===== PROVIDED TEXT
Skip to main content

Overview

Retto follows a three-tier architecture designed for high-performance OCR inference:
  1. Session Layer - Orchestrates the entire OCR pipeline
  2. Processor Layer - Handles preprocessing and postprocessing for each stage
  3. Worker Layer - Executes ONNX model inference
This separation of concerns allows for flexibility in backend selection, efficient processing, and clear data flow through the OCR pipeline.

Architecture Diagram

┌─────────────────────────────────────────────────────────────┐
│                      RettoSession                           │
│  ┌──────────────────────────────────────────────────────┐  │
│  │  Image Input (raw bytes)                             │  │
│  └────────────────┬─────────────────────────────────────┘  │
│                   │                                         │
│                   ▼                                         │
│  ┌────────────────────────────────────────────────────┐   │
│  │  ImageHelper: Resize & Normalize                   │   │
│  └────────────────┬───────────────────────────────────┘   │
│                   │                                         │
│  ┌────────────────▼───────────────────────────────────┐   │
│  │  DetProcessor: Text Detection                      │   │
│  │    ├─ Preprocess: Normalize, BGR conversion        │   │
│  │    ├─ Worker: det(Array4<f32>) → Array4<f32>       │   │
│  │    └─ Postprocess: Box extraction, filtering       │   │
│  └────────────────┬───────────────────────────────────┘   │
│                   │  [Detected text boxes]                 │
│                   ▼                                         │
│  ┌────────────────────────────────────────────────────┐   │
│  │  ImageHelper: Crop regions based on boxes          │   │
│  └────────────────┬───────────────────────────────────┘   │
│                   │                                         │
│  ┌────────────────▼───────────────────────────────────┐   │
│  │  ClsProcessor: Text Direction Classification       │   │
│  │    ├─ Batch processing (default: 6 images/batch)   │   │
│  │    ├─ Worker: cls(Array4<f32>) → Array2<f32>       │   │
│  │    └─ Postprocess: Rotate 180° if needed           │   │
│  └────────────────┬───────────────────────────────────┘   │
│                   │  [Oriented text regions]               │
│                   ▼                                         │
│  ┌────────────────────────────────────────────────────┐   │
│  │  RecProcessor: Text Recognition                    │   │
│  │    ├─ Batch processing (default: 6 images/batch)   │   │
│  │    ├─ Worker: rec(Array4<f32>) → Array3<f32>       │   │
│  │    └─ Postprocess: Character decoding with CTC     │   │
│  └────────────────┬───────────────────────────────────┘   │
│                   │                                         │
│                   ▼                                         │
│  ┌────────────────────────────────────────────────────┐   │
│  │  RettoWorkerResult                                 │   │
│  │    ├─ det_result: Bounding boxes & scores          │   │
│  │    ├─ cls_result: Rotation labels & confidence     │   │
│  │    └─ rec_result: Recognized text & scores         │   │
│  └────────────────────────────────────────────────────┘   │
└─────────────────────────────────────────────────────────────┘

Session Layer

The RettoSession struct is the main entry point for OCR operations. It manages the complete pipeline and coordinates between processors and workers.
==========
===== DATA SECTION
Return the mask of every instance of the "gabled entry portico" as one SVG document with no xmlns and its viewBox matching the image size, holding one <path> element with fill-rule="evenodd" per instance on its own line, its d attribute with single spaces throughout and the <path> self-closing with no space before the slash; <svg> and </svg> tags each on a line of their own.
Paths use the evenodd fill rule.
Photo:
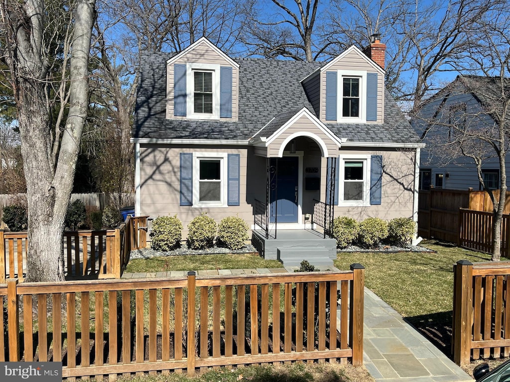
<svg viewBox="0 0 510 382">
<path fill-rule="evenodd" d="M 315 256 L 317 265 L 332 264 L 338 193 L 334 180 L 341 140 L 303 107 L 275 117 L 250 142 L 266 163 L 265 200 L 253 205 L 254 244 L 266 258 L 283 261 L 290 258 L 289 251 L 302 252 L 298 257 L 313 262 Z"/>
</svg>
==========
===== DATA SECTION
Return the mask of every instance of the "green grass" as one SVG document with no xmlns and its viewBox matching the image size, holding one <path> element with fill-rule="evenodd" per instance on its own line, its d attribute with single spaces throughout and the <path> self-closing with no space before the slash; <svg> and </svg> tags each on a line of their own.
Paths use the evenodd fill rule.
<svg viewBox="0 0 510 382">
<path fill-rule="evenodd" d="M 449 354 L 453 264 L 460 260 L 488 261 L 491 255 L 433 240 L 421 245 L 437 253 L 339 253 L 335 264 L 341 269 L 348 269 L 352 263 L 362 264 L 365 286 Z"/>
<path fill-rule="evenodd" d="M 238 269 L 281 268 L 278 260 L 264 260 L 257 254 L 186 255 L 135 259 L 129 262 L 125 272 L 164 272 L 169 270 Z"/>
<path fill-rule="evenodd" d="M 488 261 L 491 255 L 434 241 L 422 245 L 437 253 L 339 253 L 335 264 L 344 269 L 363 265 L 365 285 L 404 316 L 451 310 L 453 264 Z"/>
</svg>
==========
===== DATA SECTION
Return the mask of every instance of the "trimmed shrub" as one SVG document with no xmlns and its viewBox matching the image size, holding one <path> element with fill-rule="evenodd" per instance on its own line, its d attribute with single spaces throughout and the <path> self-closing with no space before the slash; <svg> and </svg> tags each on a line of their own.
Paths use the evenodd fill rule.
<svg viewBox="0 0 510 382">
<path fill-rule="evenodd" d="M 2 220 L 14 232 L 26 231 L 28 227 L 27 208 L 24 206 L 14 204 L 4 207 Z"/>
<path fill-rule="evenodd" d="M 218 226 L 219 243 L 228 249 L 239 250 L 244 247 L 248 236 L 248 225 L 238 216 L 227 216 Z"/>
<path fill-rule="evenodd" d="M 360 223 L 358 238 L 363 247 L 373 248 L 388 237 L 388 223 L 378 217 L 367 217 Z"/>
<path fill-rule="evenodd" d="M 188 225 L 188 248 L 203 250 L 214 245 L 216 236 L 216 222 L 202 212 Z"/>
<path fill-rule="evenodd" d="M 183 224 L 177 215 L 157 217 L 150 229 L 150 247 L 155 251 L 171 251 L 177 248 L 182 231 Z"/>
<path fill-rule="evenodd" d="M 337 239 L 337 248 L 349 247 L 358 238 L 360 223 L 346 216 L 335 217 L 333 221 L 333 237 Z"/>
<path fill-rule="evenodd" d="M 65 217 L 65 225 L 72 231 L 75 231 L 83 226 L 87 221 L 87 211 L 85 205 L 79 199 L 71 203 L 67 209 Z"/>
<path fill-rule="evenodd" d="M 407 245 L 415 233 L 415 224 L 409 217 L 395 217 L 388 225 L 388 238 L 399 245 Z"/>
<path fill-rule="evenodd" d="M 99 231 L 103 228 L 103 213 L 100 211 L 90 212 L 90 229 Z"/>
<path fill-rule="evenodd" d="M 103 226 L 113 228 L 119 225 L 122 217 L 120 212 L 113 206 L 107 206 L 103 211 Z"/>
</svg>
==========
** EXERCISE REQUIREMENTS **
1. From the Retto architecture overview, translate this sentence into Spanish: "The RettoSession struct is the main entry point for OCR operations."
2. Write what comes next in the Retto architecture overview, picking up after its final sentence in the Session Layer section.

** ANSWERS TO THE PROBLEMS **
1. La estructura RettoSession es el punto de entrada principal para las operaciones de OCR.

2.
Key Components

From retto-core/src/session.rs:9: 
pub struct RettoSession<W: RettoWorker> {
    worker: W,
    rec_character: RecCharacter,
    config: RettoSessionConfig<W>,
}

Session Configuration

The session is configured with parameters for image resizing and all three processors: 
pub struct RettoSessionConfig<W: RettoWorker> {
    pub worker_config: W::RettoWorkerConfig,
    pub max_side_len: usize,           // Default: 2000
    pub min_side_len: usize,           // Default: 30
    pub det_processor_config: DetProcessorConfig,
    pub cls_processor_config: ClsProcessorConfig,
    pub rec_processor_config: RecProcessorConfig,
}

Processing Pipeline

The main processing flow is implemented in process_pipeline (session.rs:75):

1. Image Preprocessing

let mut image = ImageHelper::new_from_raw_img_flow(input)?;
let (ori_h, ori_w) = image.size();
let (ratio_h, ratio_w) = image.resize_both(
    self.config.max_side_len, 
    self.config.min_side_len
)?;
Purpose: Load and resize the input image to fit within size constraints while maintaining aspect ratio. Images are resized to multiples of 32 pixels for optimal model performance.

2. Detection Stage

let det = DetProcessor::new(&self.config.det_processor_config, after_h, after_w)?;
let mut det_res = det.process(arr, |i| self.worker.det(i))?;
Output: Bounding boxes (as PointBox quadrilaterals) and confidence scores for detected text regions.

3. Region Cropping

let mut crop_images = det_res.0
    .iter()
    .map(|res| ImageHelper::new_from_rgb_image(
        image.get_crop_img(&res.boxes)
    ))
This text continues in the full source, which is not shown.